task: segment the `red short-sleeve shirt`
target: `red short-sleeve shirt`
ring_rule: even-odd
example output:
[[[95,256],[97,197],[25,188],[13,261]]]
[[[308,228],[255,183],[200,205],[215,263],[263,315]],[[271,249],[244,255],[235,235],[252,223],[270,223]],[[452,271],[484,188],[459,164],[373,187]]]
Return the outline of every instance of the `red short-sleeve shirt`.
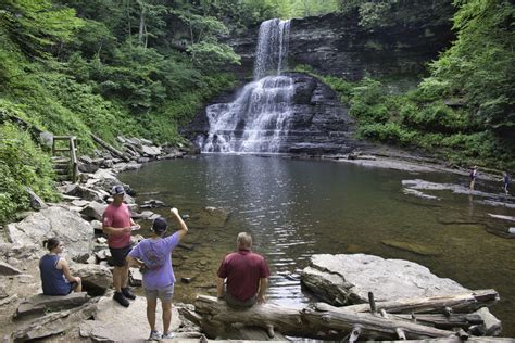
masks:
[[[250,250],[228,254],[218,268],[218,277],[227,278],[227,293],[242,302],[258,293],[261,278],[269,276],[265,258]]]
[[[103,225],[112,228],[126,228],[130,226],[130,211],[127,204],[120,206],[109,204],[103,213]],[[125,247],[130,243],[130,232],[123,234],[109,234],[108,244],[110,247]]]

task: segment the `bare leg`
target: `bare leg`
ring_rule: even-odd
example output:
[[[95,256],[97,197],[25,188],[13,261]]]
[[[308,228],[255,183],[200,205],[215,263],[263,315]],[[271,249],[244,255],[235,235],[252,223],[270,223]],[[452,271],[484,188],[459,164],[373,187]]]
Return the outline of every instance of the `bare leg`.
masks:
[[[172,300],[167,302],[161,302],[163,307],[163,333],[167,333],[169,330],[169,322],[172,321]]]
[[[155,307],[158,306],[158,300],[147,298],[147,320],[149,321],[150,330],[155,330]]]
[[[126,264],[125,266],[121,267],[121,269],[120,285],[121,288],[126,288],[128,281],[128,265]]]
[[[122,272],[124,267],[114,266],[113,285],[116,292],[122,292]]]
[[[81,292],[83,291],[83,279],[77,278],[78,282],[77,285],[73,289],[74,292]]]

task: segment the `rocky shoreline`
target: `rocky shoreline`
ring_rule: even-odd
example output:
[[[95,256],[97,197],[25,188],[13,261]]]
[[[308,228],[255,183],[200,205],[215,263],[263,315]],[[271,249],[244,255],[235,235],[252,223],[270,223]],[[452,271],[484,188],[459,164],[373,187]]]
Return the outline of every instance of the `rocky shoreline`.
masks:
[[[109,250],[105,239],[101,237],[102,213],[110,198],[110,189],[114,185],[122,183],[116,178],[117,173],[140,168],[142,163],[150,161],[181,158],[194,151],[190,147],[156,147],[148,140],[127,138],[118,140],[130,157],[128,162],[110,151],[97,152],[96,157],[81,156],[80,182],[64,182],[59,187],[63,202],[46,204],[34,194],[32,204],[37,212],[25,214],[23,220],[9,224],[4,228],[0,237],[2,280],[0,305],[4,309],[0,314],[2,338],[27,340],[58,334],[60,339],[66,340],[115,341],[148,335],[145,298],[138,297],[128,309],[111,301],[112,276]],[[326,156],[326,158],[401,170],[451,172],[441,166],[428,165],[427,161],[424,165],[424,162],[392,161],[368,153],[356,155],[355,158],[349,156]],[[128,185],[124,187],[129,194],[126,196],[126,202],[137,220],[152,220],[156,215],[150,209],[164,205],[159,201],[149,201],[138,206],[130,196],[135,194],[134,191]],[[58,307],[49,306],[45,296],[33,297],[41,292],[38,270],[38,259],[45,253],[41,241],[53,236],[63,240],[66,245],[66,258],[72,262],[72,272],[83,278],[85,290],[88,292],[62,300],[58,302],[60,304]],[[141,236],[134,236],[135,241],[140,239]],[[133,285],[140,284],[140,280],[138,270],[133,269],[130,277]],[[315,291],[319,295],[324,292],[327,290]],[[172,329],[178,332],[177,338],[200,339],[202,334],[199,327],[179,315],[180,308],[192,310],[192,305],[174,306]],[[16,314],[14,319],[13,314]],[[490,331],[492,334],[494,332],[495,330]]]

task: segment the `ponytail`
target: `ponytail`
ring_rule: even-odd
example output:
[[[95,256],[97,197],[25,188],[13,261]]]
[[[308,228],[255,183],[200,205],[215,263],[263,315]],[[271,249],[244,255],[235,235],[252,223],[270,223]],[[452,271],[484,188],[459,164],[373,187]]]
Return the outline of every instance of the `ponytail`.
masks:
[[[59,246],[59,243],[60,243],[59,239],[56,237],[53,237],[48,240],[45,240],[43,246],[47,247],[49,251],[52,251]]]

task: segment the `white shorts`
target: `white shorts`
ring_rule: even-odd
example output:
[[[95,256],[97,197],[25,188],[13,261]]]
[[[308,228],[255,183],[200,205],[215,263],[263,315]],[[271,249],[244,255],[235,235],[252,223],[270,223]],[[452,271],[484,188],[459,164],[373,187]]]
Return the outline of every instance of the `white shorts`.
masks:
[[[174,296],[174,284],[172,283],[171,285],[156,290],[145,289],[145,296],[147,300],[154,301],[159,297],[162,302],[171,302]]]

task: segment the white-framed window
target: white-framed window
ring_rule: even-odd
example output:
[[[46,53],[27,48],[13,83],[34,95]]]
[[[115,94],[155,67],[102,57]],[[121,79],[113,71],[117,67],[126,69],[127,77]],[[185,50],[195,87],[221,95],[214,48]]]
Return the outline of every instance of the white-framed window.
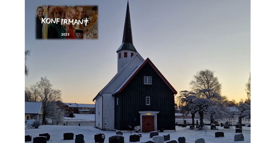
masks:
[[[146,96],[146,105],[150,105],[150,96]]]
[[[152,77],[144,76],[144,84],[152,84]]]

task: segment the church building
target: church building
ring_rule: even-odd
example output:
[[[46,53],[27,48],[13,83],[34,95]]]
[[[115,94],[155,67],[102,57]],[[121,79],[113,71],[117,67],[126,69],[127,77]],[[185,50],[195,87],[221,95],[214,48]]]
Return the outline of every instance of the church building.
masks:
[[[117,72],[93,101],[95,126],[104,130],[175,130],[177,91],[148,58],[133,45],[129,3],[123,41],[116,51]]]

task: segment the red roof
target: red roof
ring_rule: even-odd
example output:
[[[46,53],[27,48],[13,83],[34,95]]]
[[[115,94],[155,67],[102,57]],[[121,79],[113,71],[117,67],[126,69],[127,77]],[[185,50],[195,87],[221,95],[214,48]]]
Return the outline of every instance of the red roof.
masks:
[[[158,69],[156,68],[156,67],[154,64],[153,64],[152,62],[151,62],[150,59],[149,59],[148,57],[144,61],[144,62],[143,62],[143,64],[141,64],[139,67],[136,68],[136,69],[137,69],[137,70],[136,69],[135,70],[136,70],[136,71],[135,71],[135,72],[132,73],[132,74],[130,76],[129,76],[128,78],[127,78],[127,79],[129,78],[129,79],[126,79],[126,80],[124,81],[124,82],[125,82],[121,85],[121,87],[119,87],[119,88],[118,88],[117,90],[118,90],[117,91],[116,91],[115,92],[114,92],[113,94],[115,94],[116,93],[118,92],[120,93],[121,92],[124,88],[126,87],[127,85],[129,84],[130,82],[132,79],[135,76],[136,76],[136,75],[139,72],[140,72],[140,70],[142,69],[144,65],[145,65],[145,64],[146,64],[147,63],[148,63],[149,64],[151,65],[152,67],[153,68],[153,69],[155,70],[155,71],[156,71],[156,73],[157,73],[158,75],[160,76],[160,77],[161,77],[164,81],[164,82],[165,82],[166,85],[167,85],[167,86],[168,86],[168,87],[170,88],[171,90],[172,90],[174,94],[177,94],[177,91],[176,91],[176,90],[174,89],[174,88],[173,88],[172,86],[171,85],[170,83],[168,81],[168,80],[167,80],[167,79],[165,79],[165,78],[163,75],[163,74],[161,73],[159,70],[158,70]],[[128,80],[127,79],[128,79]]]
────
### Written task:
Swap "example output" for "sample output" throughout the data above and reproduce everything else unchanged. Leave the pictures out of your answer.

### Task solution:
task: segment the `red short-sleeve shirt`
target: `red short-sleeve shirt`
ring_rule: even-odd
sample output:
[[[95,256],[97,197],[25,188],[13,261]]]
[[[308,228],[255,183],[200,205],[215,263],[263,315]],[[271,249],[244,255],[235,235],[252,223],[270,223]],[[452,271],[484,188],[459,164],[373,187]]]
Return the outline of every instance of the `red short-sleeve shirt`.
masks:
[[[250,250],[228,254],[218,268],[218,277],[227,278],[227,293],[242,302],[258,293],[261,278],[269,276],[265,258]]]
[[[103,225],[112,228],[126,228],[130,226],[130,211],[127,204],[120,206],[109,204],[103,213]],[[125,247],[130,243],[130,232],[123,234],[109,234],[108,244],[110,247]]]

task: segment the `bare leg`
target: `bare leg`
ring_rule: even-odd
sample output:
[[[95,256],[97,197],[25,188],[13,261]]]
[[[308,228],[255,183],[200,205],[215,263],[263,315]],[[271,249],[244,255],[235,235],[252,223],[270,223]],[[452,271],[484,188],[459,164],[373,187]]]
Return the outline of every instance of the `bare leg`.
masks:
[[[172,300],[167,302],[161,302],[163,307],[163,333],[167,333],[169,330],[169,322],[172,321]]]
[[[155,307],[158,306],[158,300],[147,298],[147,320],[149,321],[150,330],[155,330]]]
[[[126,264],[125,266],[121,267],[121,269],[120,285],[121,288],[126,288],[128,281],[128,265]]]
[[[122,272],[124,267],[114,266],[113,285],[116,292],[122,292]]]
[[[81,292],[83,291],[83,279],[77,278],[78,282],[77,285],[73,289],[74,292]]]

task: segment the `rocky shoreline`
target: `rocky shoreline`
ring_rule: even-odd
sample output:
[[[95,256],[97,197],[25,188],[13,261]]]
[[[308,228],[255,183],[200,205],[215,263],[263,315]],[[271,249],[244,255],[235,235],[252,223],[270,223]],[[452,271],[484,188],[459,164],[373,187]]]
Return the outline of every instance of the `rocky shoreline`.
masks:
[[[109,250],[105,239],[101,237],[102,213],[110,198],[110,189],[114,185],[122,183],[116,178],[117,173],[140,168],[142,163],[150,161],[181,158],[194,151],[190,147],[156,147],[148,140],[127,138],[118,140],[130,157],[128,162],[110,151],[97,152],[96,157],[81,156],[80,182],[64,182],[59,187],[63,202],[46,204],[34,194],[32,204],[37,212],[25,214],[23,220],[9,224],[4,228],[0,237],[2,280],[0,305],[4,309],[0,314],[2,338],[27,340],[58,334],[60,339],[66,340],[115,341],[148,335],[145,298],[138,297],[128,309],[111,301],[112,276]],[[326,156],[326,158],[401,170],[451,172],[441,166],[428,165],[427,161],[424,165],[424,162],[392,161],[368,153],[356,155],[355,158],[349,156]],[[128,185],[124,187],[129,194],[126,196],[126,202],[137,220],[152,220],[156,215],[150,209],[164,205],[159,201],[149,201],[138,206],[130,196],[135,194],[134,191]],[[58,307],[49,306],[45,296],[33,297],[41,292],[38,270],[38,259],[45,253],[41,241],[53,236],[63,240],[66,245],[66,258],[72,262],[72,272],[83,278],[85,290],[88,292],[62,300],[58,302],[60,304]],[[141,236],[134,236],[135,241],[140,239]],[[133,285],[140,284],[140,280],[138,270],[133,269],[130,277]],[[315,291],[319,295],[324,292],[327,290]],[[172,329],[178,332],[177,338],[200,339],[202,334],[199,327],[179,315],[180,308],[192,310],[192,305],[174,306]],[[16,314],[14,319],[13,314]],[[490,331],[492,334],[494,332],[495,330]]]

task: segment the `ponytail`
target: `ponytail`
ring_rule: even-odd
sample output:
[[[95,256],[97,197],[25,188],[13,261]]]
[[[308,228],[255,183],[200,205],[215,263],[263,315]],[[271,249],[244,255],[235,235],[252,223],[270,223]],[[452,271],[484,188],[459,164],[373,187]]]
Return the outline of every instance of the `ponytail`.
masks:
[[[59,246],[59,243],[60,243],[59,239],[56,237],[53,237],[48,240],[45,240],[43,246],[47,247],[49,251],[52,251]]]

task: segment the `white shorts`
target: `white shorts`
ring_rule: even-odd
sample output:
[[[95,256],[97,197],[25,188],[13,261]]]
[[[308,228],[255,183],[200,205],[215,263],[263,315]],[[271,249],[244,255],[235,235],[252,223],[270,223]],[[452,271],[484,188],[459,164],[373,187]]]
Return the outline of every instance of the `white shorts`.
masks:
[[[174,296],[174,284],[172,283],[171,285],[156,290],[145,289],[145,296],[147,300],[154,301],[159,297],[162,302],[171,302]]]

task: segment the white-framed window
target: white-framed window
ring_rule: even-odd
sample output:
[[[46,53],[27,48],[13,83],[34,95]]]
[[[115,94],[155,67],[102,57]],[[121,79],[113,71],[117,67],[126,69],[127,77]],[[185,50],[195,87],[221,95],[214,48]]]
Return the outline of every instance of the white-framed window.
masks:
[[[146,96],[146,105],[150,105],[150,96]]]
[[[152,77],[144,76],[144,84],[152,84]]]

task: segment the church building
target: church building
ring_rule: even-odd
sample output:
[[[46,53],[27,48],[13,83],[34,95]]]
[[[115,94],[155,67],[102,57]],[[121,79],[113,71],[117,67],[126,69],[127,77]],[[185,50],[195,87],[221,95],[214,48]]]
Return the outline of every instance of the church building.
masks:
[[[117,72],[93,101],[95,126],[104,130],[175,130],[177,91],[148,58],[133,45],[129,3],[123,41],[116,51]]]

task: segment the red roof
target: red roof
ring_rule: even-odd
sample output:
[[[46,53],[27,48],[13,83],[34,95]]]
[[[115,94],[155,67],[102,57]],[[121,79],[113,71],[117,67],[126,69],[127,77]],[[185,50],[195,87],[221,95],[214,48]]]
Return the outline of every instance of the red roof.
masks:
[[[158,69],[156,68],[156,67],[154,64],[153,64],[152,62],[151,62],[150,59],[149,59],[148,57],[144,61],[144,62],[143,62],[143,64],[141,64],[139,67],[136,68],[136,69],[137,69],[137,70],[136,69],[135,70],[136,70],[136,71],[135,71],[135,72],[132,73],[132,74],[130,76],[129,76],[128,78],[127,78],[127,79],[129,78],[129,79],[126,79],[126,80],[124,81],[124,82],[125,82],[121,85],[121,87],[119,87],[119,88],[118,88],[117,90],[118,90],[117,91],[116,91],[115,92],[114,92],[113,94],[115,94],[116,93],[118,92],[120,93],[121,92],[124,88],[126,87],[127,85],[129,84],[130,82],[132,79],[135,76],[136,76],[136,75],[139,72],[140,72],[140,70],[142,69],[144,65],[145,65],[145,64],[146,64],[147,63],[148,63],[149,64],[151,65],[152,67],[153,68],[153,69],[155,70],[155,71],[156,71],[156,73],[157,73],[158,75],[160,76],[160,77],[161,77],[164,81],[164,82],[165,82],[166,85],[167,85],[167,86],[168,86],[168,87],[170,88],[171,90],[172,90],[174,94],[177,94],[177,91],[176,91],[176,90],[174,89],[174,88],[173,88],[172,86],[171,85],[170,83],[168,81],[168,80],[167,80],[167,79],[165,79],[165,78],[163,75],[163,74],[161,73],[159,70],[158,70]],[[128,80],[127,79],[128,79]]]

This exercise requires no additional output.